**COMPITO 1:**
Per favore, restituisci ogni riga riportata più sotto che contiene la stringa "statue"; maiuscole e minuscole contano.

--- BRANO FORNITO ---

La memoria è una cosa strana. Quella di Genova è una storia che è stata raccontata molte volte, ma il nostro paese non ci ha mai fatto i conti fino in fondo; come se per certi versi fosse una storia da dimenticare, o forse una storia già dimenticata. Anche moltissime delle memorie individuali sono interrotte; come una ferita sepolta, una frattura che ci si scorda di avere, ma che quando cambia il tempo si sente. È quello che è successo agli autori ed ai testimoni del film. Vent’anni dopo hanno sentito l’esigenza di raccontare. Ed il film è tutto un lungo racconto, un diario momento per momento svolto vent’anni dopo da Evandro Fornasier.

Evandro parla quasi in macchina; in uno spazio neutro, con una fotografia evidente, raccontando la sua storia in modo disteso, intimo, e situato in quel presente distante, quasi fosse un monologo teatrale. E per certi versi lo è: si avverte la presenza, attorno alla telecamera, di persone che condividono con lui uno spazio e un tempo irripetibile. Comincia a parlare dicendo che è la prima e l’ultima volta che ha l’occasione di farlo con tutto il tempo necessario; non gli è mai successo, e non succederà più.
Con voce quieta e pungente racconta l’esigenza che muoveva lui ed il suo gruppo di amici, in un gesto che sembrava necessario, indiscutibile, pur non essendo loro militanti: l’idea di un mondo un cui fosse più piacevole e più giusto vivere. Un’idea da non tenere per sé, ma da condividere, in uno spazio pubblico sognante, forse ingenuo, di piazza, di presa di parola. Racconta anche cos’è avvenuto dopo. La repressione caotica. L’arresto. La detenzione a Bolzaneto, una discesa agli inferi. E poi la traduzione al carcere di Alessandria, dove l’incubo non è finito.

Al diario di parola di Evandro si affianca un diario per immagini: nel corso della lavorazione del film, Stefano Collizzolli riscopre le riprese video delle sue giornate di Genova. C’era una telecamera miniDV, con l’intento di testimoniare ma soprattutto con uno spirito di festa, di gita con gli amici, con i costumi da bagno in zaino per il giorno dopo le manifestazioni. Sono immagini che poi nessuno aveva mai più rivisto.

Evandro e Stefano non si conoscevano, ventuno anni fa; eppure spesso erano separati da poche decine di metri, e quella piccola distanza è stata decisiva per come le due storie sono andate a finire.
Sono due storie che raccontano la contraddizione fra sogno e violenza. Un sogno che in parte si è interrotto ed in parte è continuato in altre forme. E una violenza che ha prima colpito i corpi e poi schiacciato il racconto in un estenuante dialettica fra criminalizzazione del movimento e contro-narrazione difensiva.
Il sogno e la violenza sono un nodo che va oltre Genova 2001, e parlarne più di vent’anni dopo è un tentativo di entrare nel cuore di questa contraddizione: la dismisura di quando l’ordine delle cose diventa, forse per sua intima necessità, disordine; di quando il monopolio dell’uso della forza diventa illegittimo, in un modo che illumina la natura profonda, continuata e forse (terribile pensarlo) necessaria, dello Stato.

--- DATI MOSTRATI ---

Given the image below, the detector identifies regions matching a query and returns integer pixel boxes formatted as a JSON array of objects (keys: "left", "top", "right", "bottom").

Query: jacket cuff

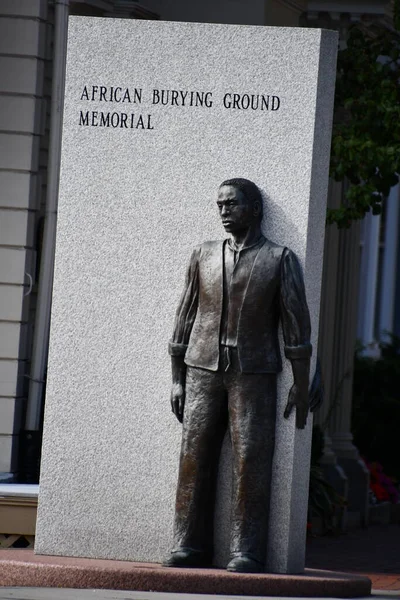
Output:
[
  {"left": 168, "top": 342, "right": 187, "bottom": 356},
  {"left": 285, "top": 344, "right": 312, "bottom": 360}
]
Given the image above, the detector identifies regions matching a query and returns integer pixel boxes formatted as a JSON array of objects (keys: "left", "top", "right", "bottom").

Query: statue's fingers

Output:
[
  {"left": 296, "top": 405, "right": 307, "bottom": 429},
  {"left": 178, "top": 396, "right": 185, "bottom": 423}
]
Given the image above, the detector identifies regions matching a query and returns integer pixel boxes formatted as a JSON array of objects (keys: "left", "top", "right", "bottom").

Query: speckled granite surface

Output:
[{"left": 36, "top": 17, "right": 337, "bottom": 573}]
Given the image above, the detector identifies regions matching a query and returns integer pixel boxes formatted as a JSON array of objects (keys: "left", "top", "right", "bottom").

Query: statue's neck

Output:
[{"left": 231, "top": 223, "right": 262, "bottom": 250}]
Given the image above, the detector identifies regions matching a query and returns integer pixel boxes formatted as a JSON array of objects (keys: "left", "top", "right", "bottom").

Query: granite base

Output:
[{"left": 0, "top": 549, "right": 371, "bottom": 598}]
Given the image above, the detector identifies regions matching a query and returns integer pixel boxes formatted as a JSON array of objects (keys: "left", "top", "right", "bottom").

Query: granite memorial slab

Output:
[{"left": 35, "top": 17, "right": 337, "bottom": 573}]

---

**COMPITO 2:**
Secondo il brano fornito, in quale carcere fu portato Evandro dopo la detenzione a Bolzaneto?

**RISULTATO ESERCIZIO 1:**
Query: statue's fingers
Query: statue's neck

**RISULTATO ESERCIZIO 2:**
Nel carcere di Alessandria.